Rewrite every line of the material below as a Markdown table with the columns "Row" and "Line", numbering the rows in order and omitting blank lines. Leave the pictures out of the table.

**********

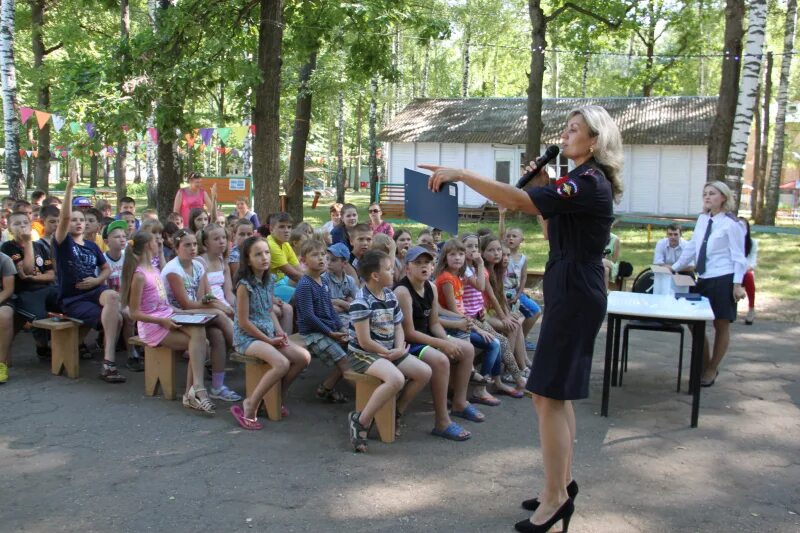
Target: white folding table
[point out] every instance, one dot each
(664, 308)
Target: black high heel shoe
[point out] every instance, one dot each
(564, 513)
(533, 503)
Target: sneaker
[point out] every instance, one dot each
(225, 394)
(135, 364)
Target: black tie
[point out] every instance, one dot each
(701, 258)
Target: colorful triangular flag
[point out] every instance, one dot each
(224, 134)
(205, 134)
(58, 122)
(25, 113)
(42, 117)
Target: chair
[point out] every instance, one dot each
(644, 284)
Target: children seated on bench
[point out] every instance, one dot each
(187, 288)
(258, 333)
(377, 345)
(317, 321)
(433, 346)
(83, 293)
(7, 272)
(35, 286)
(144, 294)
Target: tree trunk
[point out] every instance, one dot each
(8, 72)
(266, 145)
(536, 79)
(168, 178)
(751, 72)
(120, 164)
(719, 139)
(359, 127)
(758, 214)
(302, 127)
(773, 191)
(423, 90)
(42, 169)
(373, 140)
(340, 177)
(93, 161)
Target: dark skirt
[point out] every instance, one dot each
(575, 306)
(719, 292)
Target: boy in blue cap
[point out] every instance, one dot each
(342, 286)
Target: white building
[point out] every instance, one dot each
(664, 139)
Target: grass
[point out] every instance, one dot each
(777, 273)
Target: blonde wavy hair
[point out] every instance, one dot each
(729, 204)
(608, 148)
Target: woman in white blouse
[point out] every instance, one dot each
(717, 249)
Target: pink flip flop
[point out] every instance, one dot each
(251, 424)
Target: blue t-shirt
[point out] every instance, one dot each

**********

◆ Task answer ◆
| Row | Line |
|---|---|
| 1 | Target: white folding table |
| 2 | [point out] every instance, one dot each |
| 3 | (664, 308) |
| 4 | Target: black high heel shoe |
| 5 | [point out] every instance, one dot each |
| 6 | (564, 513) |
| 7 | (533, 503) |
| 8 | Target: sneaker |
| 9 | [point out] every instance, one dot each |
| 10 | (225, 394) |
| 11 | (135, 364) |
| 12 | Target: black tie |
| 13 | [point out] every instance, one dot each |
| 14 | (701, 258) |
| 15 | Target: colorful triangular flag |
| 16 | [point out] every instance, one dot each |
| 17 | (224, 134) |
| 18 | (205, 134) |
| 19 | (58, 122) |
| 20 | (25, 113) |
| 21 | (42, 117) |
| 22 | Target: chair |
| 23 | [point out] every instance, one dot each |
| 24 | (644, 284) |
| 25 | Target: children seated on bench |
| 26 | [point out] every instance, one dot each |
| 27 | (187, 288) |
| 28 | (258, 333) |
| 29 | (377, 345) |
| 30 | (317, 321) |
| 31 | (433, 346) |
| 32 | (83, 293) |
| 33 | (7, 272) |
| 34 | (35, 286) |
| 35 | (144, 294) |
| 36 | Target: tree trunk |
| 37 | [point out] every instance, one dot each |
| 38 | (8, 72) |
| 39 | (266, 145) |
| 40 | (536, 79) |
| 41 | (168, 178) |
| 42 | (751, 72) |
| 43 | (120, 164) |
| 44 | (719, 139) |
| 45 | (359, 127) |
| 46 | (758, 214) |
| 47 | (302, 127) |
| 48 | (773, 191) |
| 49 | (423, 90) |
| 50 | (42, 169) |
| 51 | (373, 140) |
| 52 | (340, 177) |
| 53 | (93, 161) |
| 54 | Target: dark skirt |
| 55 | [point out] every instance, one dot each |
| 56 | (575, 306) |
| 57 | (719, 292) |
| 58 | Target: boy in blue cap |
| 59 | [point out] every instance, one dot each |
| 60 | (342, 286) |
| 61 | Target: white building |
| 62 | [point out] every instance, one dot each |
| 63 | (664, 139) |
| 64 | Target: grass |
| 65 | [point out] every instance, one dot each |
| 66 | (777, 273) |
| 67 | Target: blonde wavy hair |
| 68 | [point out] every instance, one dot each |
| 69 | (729, 204) |
| 70 | (608, 148) |
| 71 | Target: woman in white blouse |
| 72 | [point out] every instance, one dot each |
| 73 | (717, 249) |
| 74 | Target: pink flip flop |
| 75 | [point out] every instance, one dot each |
| 76 | (251, 424) |
| 77 | Target: blue t-shirt |
| 78 | [point out] every instance, one dot each |